ИЗВЛЕЧЁННЫЙ ТЕКСТ:
►
Круг друзей и знакомых Виктора Некрасова — Австралия
Нанина Николаевна Прахова
(в замужестве Алексеева)
С Наниной Праховой, потомком знаменитой династии искусствоведов и художников, Виктор Некрасов учился в Киеве в студии при Театре русской драмы. Часто бывал у нее дома со студийцами и режиссером студии Иваном Платоновичем Чужим. В то время Прахова жила с родителями по адресу Большая Житомирская, 40.
В 1938 году они вместе работали в труппе Театра Тихоокеанского флота во Владивостоке.
Во время немецкой оккупации, Нанина была отправлена из Киева в Германию, а оттуда после войны перебралась в Австралию, где жила в городке Яидервиле, предместьи Перта.
В мае—июне 1980 года, будучи в Австралии, Виктор Некрасов побывал в гостях у Нанины Праховой (по мужу Алексеевой), о чем написал в своих записках «Из дальних странствий возвратясь… (Рим, Париж, Нью-Йорк, Камчатка, далее везде...)».
Мама Нанины, известная художница Анна Августовна Крюгер-Прахова в послевоенные годы написала портрет Виктора Некрасова.
Отрывок из записок Виктора Некрасова
«Из дальних странствий возвратясь…
(Рим, Париж, Нью-Йорк, Камчатка, далее везде...)»
(Часть 2, об Австралии)
<...>
О нем еще будет, об этом прославленном на весь мир пляже Уайкики, — запомнился он мне навсегда не только благодаря своим дощечкам, — сейчас же вернемся назад, в Австралию. И если не к самой миссис Кристисен, с которой расстались где-то на побережье Индийского океана (не сомневаюсь, что и она, нажми я на нее поэнергичнее, с неменьшей отвагой зашлепала бы на той дощечке), то к другой миссис, на противоположном конце материка, которая вправе обидеться на меня за неумеренные (на ее взгляд) славословия по адресу Нины Михайловны.
Это она, несколько пополневшая и поседевшая, кинулась ко мне на аэродроме города Перт.
— А этого молодого человека узнаешь?
— Ха-ха, — сказал я, а может быть и более выразительно, поскольку этого не такого уже молодого человека с бородкой последний раз я видел, когда ему минуло один год. Прошло с тех пор...
Когда же все это было? И было ли вообще?
Киев. Довоенный Киев...
Никаких еще в нем двух миллионов, как сейчас, и никаких высотных зданий, и памятников Ленину (сейчас их аж два на одном Крещатике), и этот самый Крещатик ничего еще не знал об ожидающем его пожаре, и было на нем только четыре новых здания — Дом трестов, почтамт, Еврейский (!) театр и универмаг, а остальное все старое, низкорослое, но такое привычное.
◄
Строки данных
►
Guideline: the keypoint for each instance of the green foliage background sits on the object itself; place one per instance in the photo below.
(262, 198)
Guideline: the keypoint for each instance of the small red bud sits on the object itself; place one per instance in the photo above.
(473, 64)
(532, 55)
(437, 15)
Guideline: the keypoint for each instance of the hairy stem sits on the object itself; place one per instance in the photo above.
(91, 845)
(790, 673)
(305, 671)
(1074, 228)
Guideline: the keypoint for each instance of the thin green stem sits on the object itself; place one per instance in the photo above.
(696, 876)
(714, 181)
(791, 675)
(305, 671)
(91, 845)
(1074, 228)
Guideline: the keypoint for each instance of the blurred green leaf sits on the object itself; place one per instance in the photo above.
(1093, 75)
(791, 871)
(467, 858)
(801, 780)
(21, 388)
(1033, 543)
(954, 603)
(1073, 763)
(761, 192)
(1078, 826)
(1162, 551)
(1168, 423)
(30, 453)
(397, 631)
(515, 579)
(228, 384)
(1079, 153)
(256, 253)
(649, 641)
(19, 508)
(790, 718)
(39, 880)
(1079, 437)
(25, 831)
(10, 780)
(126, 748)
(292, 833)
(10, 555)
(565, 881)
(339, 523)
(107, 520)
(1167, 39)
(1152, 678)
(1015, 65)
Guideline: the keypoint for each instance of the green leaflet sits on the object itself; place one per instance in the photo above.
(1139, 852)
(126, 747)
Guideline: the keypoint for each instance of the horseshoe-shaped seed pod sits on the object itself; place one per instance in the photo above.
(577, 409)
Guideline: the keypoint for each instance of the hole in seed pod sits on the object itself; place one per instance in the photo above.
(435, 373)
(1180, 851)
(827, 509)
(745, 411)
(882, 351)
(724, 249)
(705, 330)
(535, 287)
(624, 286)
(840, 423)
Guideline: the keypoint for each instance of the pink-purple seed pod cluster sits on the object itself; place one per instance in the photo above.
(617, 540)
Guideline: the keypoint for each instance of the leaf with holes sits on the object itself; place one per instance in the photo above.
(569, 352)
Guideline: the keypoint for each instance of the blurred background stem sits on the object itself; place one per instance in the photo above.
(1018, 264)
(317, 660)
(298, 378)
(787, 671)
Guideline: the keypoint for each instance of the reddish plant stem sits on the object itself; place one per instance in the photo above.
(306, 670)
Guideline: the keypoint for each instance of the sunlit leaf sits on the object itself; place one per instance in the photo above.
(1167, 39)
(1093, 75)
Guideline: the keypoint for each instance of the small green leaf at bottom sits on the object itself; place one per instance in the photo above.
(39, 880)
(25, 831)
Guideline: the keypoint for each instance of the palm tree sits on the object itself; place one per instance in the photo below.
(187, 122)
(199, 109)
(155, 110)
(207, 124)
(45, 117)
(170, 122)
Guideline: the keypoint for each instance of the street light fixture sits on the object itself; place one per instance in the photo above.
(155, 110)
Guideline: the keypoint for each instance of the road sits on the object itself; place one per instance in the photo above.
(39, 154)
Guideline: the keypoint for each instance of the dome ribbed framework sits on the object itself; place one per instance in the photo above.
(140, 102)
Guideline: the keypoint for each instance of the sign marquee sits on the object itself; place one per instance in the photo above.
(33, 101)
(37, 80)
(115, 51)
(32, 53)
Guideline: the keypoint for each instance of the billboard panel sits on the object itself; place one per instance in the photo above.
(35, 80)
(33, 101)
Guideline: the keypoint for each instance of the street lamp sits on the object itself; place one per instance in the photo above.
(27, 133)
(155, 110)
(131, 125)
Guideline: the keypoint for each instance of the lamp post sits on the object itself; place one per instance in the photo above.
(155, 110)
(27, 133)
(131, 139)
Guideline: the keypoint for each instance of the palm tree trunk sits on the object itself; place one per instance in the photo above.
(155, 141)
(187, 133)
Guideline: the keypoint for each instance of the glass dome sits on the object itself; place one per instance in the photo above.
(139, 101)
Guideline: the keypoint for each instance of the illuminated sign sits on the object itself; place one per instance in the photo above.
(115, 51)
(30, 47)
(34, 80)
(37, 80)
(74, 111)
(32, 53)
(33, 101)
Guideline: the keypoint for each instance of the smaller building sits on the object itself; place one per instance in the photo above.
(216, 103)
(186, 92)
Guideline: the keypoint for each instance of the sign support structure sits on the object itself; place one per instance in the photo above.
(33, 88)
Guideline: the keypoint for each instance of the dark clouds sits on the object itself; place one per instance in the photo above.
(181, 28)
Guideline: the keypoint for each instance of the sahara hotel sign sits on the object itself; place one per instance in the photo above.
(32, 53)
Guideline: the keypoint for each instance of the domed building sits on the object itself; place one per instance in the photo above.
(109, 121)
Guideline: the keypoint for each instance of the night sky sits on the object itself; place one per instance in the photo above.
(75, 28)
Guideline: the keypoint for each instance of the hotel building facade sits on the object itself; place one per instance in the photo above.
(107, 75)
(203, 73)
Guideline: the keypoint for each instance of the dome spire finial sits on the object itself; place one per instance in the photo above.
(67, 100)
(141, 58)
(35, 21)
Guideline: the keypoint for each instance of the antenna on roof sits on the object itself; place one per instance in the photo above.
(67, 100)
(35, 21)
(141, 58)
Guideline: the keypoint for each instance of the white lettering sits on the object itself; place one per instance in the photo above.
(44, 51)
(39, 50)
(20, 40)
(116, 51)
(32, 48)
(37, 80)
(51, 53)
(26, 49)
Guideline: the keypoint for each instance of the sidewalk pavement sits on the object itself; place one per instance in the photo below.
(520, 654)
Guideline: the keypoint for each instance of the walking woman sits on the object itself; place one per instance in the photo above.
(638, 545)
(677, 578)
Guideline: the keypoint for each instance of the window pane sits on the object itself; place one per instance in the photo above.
◄
ТРЕБОВАНИЯ К ЗАДАНИЯМ:
- 1) В каком году, согласно тексту о Нанине Праховой, она и Виктор Некрасов вместе работали в труппе Театра Тихоокеанского флота во Владивостоке?
- 2) Выведите без изменений фрагмент текста о Нанине Праховой между словами «Отрывок из записок» и «аэродроме города Перт.», включая их.
- 3) Напишите, что следует дальше в тексте о Нанине Праховой, начиная сразу после последнего приведённого предложения.

ОТВЕТЫ ПО ЗАДАНИЯМ:
- 1) В 1938 году.

- 2)
Отрывок из записок Виктора Некрасова
«Из дальних странствий возвратясь…
(Рим, Париж, Нью-Йорк, Камчатка, далее везде...)»
(Часть 2, об Австралии)
<...>
О нем еще будет, об этом прославленном на весь мир пляже Уайкики, — запомнился он мне навсегда не только благодаря своим дощечкам, — сейчас же вернемся назад, в Австралию. И если не к самой миссис Кристисен, с которой расстались где-то на побережье Индийского океана (не сомневаюсь, что и она, нажми я на нее поэнергичнее, с неменьшей отвагой зашлепала бы на той дощечке), то к другой миссис, на противоположном конце материка, которая вправе обидеться на меня за неумеренные (на ее взгляд) славословия по адресу Нины Михайловны.
Это она, несколько пополневшая и поседевшая, кинулась ко мне на аэродроме города Перт.

- 3)
И жили в нем мальчики и девочки, весьма интеллигентные и целеустремленные. И ходили они по вечерам в театральную студию при Театре русской драмы. Если вам случалось проходить после семи вечера по Пушкинской улице, вы могли увидеть их на ступеньках актерского подъезда. Весело болтая, покуривали они в своих бородах и костюмах из «Пугачевщины» и в пестрых камзолах «Благочестивой Марты». Обнаружили б вы тогда среди них и меня с НаниноЙ Праховой.
И происходило все это в незабываемые тридцатые годы нынешнего столетия.
Вопрос, который часто слышу сейчас, — как же мы, молодежь тех лет, пережили эти самые страшные тридцатые годы?
А вот так вот — пережили. Стояли в очередях за маслом и восторгались челюскинцами. Ходили в вельветовых толстовках и тапочках, а летом с рюкзаками за плечами отправлялись на Кавказ. Где-то совсем рядом пухли с голоду крестьяне, а мы прорабатывали исторические решения очередных съездов, тут же забывая, о чем там шла речь. Читали Хемингуэя и чего-то там возились в кустах на днепровских откосах. Нам было по двадцать лет.
Да, но... В девятнадцать лет был уже написан «Демон», Писарев и Надсон — оба умерли, не дожив до двадцати пяти, Якир в двадцать с чем-то командовал уже дивизией.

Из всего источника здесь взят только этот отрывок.